Gosto dessa nomenclatura para definir as leituras casuais e intervalares, tão comuns em minha rotina em meio aos livros.
Nunca deixo de lado a leitura cerrada, progressiva, paulatina, da primeira a última página de um livro, seja um longo e exaustivo ensaio filosófico ou de exegese literária, seja a travessia encantatória de um grande romance. Um desses romances de peso, volumoso, credenciado, indispensável à formação cultural e humanística. Um Em busca do tempo perdido, por exemplo, no seu fluir lento e minucioso por dentro dos covis da memória e da imaginação.
Agora mesmo ando às voltas com Henry James, no seu monumental A taça de ouro, em edição da Nova Fronteira, com tradução de Alves Calado. Romance que não pode e nem deve ser lido depressa, voltado apenas para o desenrolar das ações, uma vez que, decerto, nele, as ações não constituem o ingrediente principal. A não ser que se as vinculem, as ações, às camadas psicológicas de cada personagem, na sua presença e singularidade.
Diria que, em certas nuances de estilo e de método narrativos, o escritor norte-americano, depois naturalizado inglês, como que prenuncia certos compassos proustianos, exatamente pela capacidade de alcançar regiões profundas e indevassáveis da alma humana, com suas minudências psíquicas e sigilos inconfessáveis. Seus romances, portanto, são romances analíticos, reflexivos, ensaísticos, atentos ao refinamento da palavra e aos traços existenciais que caracterizam os personagens. Grande literatura, algo não muito habitual na dissolução dos tempos líquidos ou pós-modernos.

--

Requisitos da tarefa:
Devolva, sem qualquer alteração, o trecho do texto sobre leitura que vai de "Nunca deixo de" até "e da imaginação.".

Material fornecido:
--

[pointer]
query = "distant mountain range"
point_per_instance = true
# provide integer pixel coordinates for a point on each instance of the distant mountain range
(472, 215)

--

Resposta à tarefa:
Nunca deixo de lado a leitura cerrada, progressiva, paulatina, da primeira a última página de um livro, seja um longo e exaustivo ensaio filosófico ou de exegese literária, seja a travessia encantatória de um grande romance. Um desses romances de peso, volumoso, credenciado, indispensável à formação cultural e humanística. Um Em busca do tempo perdido, por exemplo, no seu fluir lento e minucioso por dentro dos covis da memória e da imaginação.